[Photo-based referring expression data]
┄┄┄┄┄┄┄┄┄┄

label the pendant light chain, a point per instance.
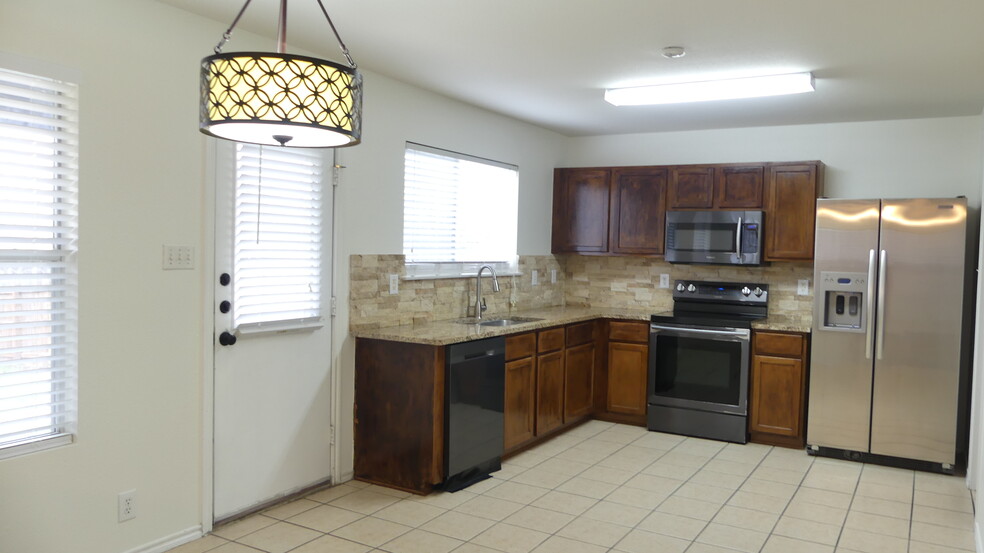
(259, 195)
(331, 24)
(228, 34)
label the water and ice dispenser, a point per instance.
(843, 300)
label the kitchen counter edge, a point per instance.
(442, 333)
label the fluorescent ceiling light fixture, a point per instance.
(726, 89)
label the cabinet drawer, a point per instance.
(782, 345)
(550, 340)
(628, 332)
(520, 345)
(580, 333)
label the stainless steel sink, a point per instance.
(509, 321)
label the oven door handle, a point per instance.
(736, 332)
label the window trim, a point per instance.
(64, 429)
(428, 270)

┄┄┄┄┄┄┄┄┄┄

● Task prompt:
Could you repeat the entries word for word, skipping the pictures they contain?

● Solution below:
label the pendant light chain, a point per instance.
(259, 195)
(331, 24)
(228, 34)
label the water and ice dispenser, a point per instance.
(843, 300)
label the kitchen counter edge, a point per instance.
(442, 333)
label the fluorescent ceiling light fixture, a point per instance.
(726, 89)
label the cabinet drawer, a point per instance.
(782, 345)
(550, 340)
(628, 332)
(520, 345)
(580, 333)
label the stainless steel sink, a point per instance.
(509, 321)
label the oven door handle, a point per instance.
(736, 332)
label the window trim, a point per instance.
(64, 429)
(428, 270)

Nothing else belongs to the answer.